## What is needed:
Could you pick up the legal commentary below on extending the time to serve a claim form and continue it from where it stops?

## Reading text:

THE FIRST AND SECOND DEFENDANTS’ WOES GO BEYOND THAT
By failing to adopt the correct procedure the first and second defendants lost what was clearly a cast-iron defence to the claimant’s claim. However it gets worse (for them). The circuit judge found that the extension of time should not have been granted and that, although the first and second defendants could not take the point as to jurisdiction, the continuance of the action was an abuse of process. This decision was overturned on appeal.
“In the present case, it seems to me that the fact, as the learned Judge found, that the court had been deliberately or, at best, recklessly misled by the Claimant’s solicitor into granting the initial extension of the time for service of the Claim Form, played a significant part in the decision below. However, in my judgment Mr Walker is right to contend that there were other potential explanations for the discrepancy between the statement of Ms Butler and the statement of Mr Taylor which the learned Judge could have considered. In particular, Mr Taylor’s statement raised question marks because he referred to a review taking place following the transfer of the case to Neumans in October 2015 (see paragraph 28 above). However, Mr Taylor did not take over the conduct of the case until April 2016 and until then, conduct of the case remained with Ms Butler. Thus, there was no significant “regime change” in October 2015 and it seems to me that there is no proper basis upon which the court could find that it had been misled by Ms Butler, and certainly not without the matter being further investigated and the court hearing oral evidence about it”
APPLYING FOR AN EXTENSION OF TIME TO SERVE THE CLAIM FORM IS SIMPLY GAMBLING – NO MORE NO LESS
It is difficult to emphasise how dangerous a step this is. A defendant (who makes the correct application) can always apply to set the extension aside. In this case the third defendant succeeded. The claimant cannot rely on a “false security” argument that the court granted the application and therefore the claim form was not served.

## Given records:

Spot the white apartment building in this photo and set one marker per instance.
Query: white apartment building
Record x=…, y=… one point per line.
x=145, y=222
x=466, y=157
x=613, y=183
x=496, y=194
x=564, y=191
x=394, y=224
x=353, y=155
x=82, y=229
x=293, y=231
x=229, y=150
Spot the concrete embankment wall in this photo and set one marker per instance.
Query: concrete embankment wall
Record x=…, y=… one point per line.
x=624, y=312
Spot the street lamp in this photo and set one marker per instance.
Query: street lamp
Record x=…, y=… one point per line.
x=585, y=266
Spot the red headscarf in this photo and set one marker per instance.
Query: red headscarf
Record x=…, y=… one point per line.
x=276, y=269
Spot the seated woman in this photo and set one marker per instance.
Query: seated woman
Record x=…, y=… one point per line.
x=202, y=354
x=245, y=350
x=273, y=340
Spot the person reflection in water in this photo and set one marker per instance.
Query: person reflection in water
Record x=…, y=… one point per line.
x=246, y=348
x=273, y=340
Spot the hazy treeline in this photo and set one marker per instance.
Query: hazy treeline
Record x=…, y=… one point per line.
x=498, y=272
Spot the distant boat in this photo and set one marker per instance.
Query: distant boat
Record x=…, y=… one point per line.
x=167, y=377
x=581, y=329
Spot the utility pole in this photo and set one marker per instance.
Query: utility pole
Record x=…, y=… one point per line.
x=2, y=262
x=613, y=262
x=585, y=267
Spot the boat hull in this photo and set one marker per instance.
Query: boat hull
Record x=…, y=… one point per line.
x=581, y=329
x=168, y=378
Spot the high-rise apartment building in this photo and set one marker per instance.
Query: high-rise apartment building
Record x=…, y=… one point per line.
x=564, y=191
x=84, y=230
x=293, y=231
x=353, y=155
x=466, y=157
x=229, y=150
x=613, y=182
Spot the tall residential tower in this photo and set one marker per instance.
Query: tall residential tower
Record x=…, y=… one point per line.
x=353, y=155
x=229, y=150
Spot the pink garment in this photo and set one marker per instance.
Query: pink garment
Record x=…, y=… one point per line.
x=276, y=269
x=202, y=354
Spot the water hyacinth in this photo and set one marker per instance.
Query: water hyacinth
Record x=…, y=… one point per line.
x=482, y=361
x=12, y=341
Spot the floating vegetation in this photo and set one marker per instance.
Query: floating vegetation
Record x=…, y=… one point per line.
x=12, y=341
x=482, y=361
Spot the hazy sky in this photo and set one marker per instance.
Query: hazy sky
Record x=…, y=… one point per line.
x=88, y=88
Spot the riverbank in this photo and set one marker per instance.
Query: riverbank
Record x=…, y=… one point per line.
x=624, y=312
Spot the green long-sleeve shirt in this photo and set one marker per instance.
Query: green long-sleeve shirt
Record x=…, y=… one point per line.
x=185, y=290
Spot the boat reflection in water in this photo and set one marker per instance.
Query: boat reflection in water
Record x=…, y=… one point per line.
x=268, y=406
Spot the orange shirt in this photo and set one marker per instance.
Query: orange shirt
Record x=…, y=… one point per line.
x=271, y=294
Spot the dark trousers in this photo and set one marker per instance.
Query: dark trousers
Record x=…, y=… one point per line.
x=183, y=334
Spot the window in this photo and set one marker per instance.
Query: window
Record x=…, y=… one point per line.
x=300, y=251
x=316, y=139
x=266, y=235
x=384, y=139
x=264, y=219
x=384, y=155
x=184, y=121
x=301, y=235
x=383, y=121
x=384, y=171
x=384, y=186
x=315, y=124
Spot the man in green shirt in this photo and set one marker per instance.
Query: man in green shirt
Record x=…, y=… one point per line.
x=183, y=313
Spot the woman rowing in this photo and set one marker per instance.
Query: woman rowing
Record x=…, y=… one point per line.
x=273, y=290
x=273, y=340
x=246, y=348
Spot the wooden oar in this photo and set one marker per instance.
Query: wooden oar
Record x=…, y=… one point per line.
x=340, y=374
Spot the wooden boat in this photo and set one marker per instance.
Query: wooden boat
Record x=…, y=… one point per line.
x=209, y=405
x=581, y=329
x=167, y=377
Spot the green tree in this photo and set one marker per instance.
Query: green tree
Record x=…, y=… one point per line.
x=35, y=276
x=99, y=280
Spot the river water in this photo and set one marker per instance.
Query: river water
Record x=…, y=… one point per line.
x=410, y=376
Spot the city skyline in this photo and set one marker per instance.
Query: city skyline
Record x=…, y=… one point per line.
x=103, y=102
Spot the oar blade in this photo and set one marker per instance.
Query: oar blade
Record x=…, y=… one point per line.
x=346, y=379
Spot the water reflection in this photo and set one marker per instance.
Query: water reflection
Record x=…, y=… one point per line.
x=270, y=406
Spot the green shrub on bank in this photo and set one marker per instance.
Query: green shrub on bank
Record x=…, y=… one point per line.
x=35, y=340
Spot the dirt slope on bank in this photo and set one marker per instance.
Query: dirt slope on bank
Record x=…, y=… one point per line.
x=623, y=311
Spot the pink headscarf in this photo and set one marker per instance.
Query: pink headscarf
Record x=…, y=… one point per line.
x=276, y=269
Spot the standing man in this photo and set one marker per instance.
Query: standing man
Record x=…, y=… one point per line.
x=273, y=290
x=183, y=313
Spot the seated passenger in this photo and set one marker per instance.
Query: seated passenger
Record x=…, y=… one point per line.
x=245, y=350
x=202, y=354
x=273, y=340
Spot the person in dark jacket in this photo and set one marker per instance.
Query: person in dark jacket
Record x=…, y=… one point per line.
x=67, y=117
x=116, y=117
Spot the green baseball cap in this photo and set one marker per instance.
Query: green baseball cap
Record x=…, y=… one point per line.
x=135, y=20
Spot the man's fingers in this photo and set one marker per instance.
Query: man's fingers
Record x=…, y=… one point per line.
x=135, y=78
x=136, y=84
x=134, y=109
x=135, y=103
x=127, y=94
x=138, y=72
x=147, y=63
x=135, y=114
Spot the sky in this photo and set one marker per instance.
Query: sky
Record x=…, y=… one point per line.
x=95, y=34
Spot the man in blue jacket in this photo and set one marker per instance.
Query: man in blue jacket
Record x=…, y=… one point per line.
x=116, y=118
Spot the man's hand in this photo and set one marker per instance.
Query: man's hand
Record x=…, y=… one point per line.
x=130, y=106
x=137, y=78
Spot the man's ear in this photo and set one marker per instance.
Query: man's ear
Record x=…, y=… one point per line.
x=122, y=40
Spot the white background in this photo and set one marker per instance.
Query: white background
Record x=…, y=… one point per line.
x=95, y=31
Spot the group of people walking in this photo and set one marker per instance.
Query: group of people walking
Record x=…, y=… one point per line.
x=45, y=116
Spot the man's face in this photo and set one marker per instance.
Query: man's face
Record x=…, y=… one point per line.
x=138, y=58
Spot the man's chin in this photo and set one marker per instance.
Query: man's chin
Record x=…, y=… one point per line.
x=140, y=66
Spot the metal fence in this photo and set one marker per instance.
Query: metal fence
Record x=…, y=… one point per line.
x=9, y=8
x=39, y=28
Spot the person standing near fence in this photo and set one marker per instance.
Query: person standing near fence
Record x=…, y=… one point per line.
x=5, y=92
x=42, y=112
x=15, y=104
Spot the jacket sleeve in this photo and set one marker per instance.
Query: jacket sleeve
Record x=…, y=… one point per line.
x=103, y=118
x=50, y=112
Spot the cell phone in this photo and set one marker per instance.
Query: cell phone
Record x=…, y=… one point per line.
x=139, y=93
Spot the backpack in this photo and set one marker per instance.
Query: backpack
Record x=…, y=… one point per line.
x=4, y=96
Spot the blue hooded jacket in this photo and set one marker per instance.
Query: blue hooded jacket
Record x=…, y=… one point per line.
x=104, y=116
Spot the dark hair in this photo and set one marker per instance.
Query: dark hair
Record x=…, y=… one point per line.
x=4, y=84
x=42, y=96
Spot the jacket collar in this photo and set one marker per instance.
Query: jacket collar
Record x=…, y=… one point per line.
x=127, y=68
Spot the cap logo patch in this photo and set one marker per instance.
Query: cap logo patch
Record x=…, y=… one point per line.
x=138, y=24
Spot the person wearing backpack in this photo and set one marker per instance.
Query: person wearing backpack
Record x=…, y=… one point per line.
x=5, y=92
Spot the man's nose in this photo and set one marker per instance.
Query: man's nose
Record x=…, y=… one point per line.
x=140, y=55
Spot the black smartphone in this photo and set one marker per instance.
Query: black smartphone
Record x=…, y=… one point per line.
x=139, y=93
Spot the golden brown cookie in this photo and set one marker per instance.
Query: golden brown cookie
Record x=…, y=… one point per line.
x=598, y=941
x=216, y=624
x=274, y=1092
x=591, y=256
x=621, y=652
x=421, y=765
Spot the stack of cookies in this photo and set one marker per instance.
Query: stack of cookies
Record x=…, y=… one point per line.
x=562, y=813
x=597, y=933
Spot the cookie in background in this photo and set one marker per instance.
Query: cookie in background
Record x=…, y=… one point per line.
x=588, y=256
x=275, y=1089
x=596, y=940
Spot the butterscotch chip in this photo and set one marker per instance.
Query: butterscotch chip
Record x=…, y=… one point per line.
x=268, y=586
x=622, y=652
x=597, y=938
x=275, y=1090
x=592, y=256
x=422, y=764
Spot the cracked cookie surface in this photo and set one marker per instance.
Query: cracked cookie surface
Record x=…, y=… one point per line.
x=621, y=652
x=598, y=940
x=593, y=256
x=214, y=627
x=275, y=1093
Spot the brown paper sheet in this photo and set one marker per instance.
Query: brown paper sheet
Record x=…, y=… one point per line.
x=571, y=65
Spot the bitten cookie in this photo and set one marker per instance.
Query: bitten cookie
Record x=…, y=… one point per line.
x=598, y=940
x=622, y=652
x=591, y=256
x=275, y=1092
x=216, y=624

## Answer to this exercise:
In Hoddinott –v- Persimmon Holdings  EWCA Civ 1203, where Dyson L.J. stated
50. Thus if a claimant applies for and obtains an extension of time for service of the claim form without giving notice to the defendant, he does so at his peril. He should know that an order obtained in such circumstances may be set aside. He can take no comfort from the fact that the court has made the order. He cannot be heard subsequently to say that it was the court’s fault that the order was made”
DICING WITH PROCEDURAL DEATH
The position is set out simply, and graphically, in the judgment of Mr Justice Stuart-Smith in Lincolnshire County Council v Mouchel Business Services Ltd & Anor  EWHC 352 (TCC)
“Where a party issues protective proceedings hard up against the expiry of the limitation period, it is expected to pursue those proceedings promptly and effectively; and if it subsequently seeks and obtains orders extending time for the service of the Claim Form or Particulars of Claim without notice to the other party, it dices with procedural death. These simple propositions should be known to all professionals conducting litigation. They were established long before the recent reforms of the Civil Procedure Rules.”
AND THE LESSON FOR DEFENDANTS – IS AN OBVIOUS ONE: USE PART 11
The fact that two out of three defendants got this basic issue wrong is not a great surprise. This kind of mistake is one I see often in my own practice. In fact even the third defendant in took an unnecessary chance it is reported that it made an application to strike out rather than an application under CPR Part 11. There is a risk that making the wrong kind of application could lead to the court finding that the CPR Part 11 has not been followed and the defendant has submitted to the jurisdiction.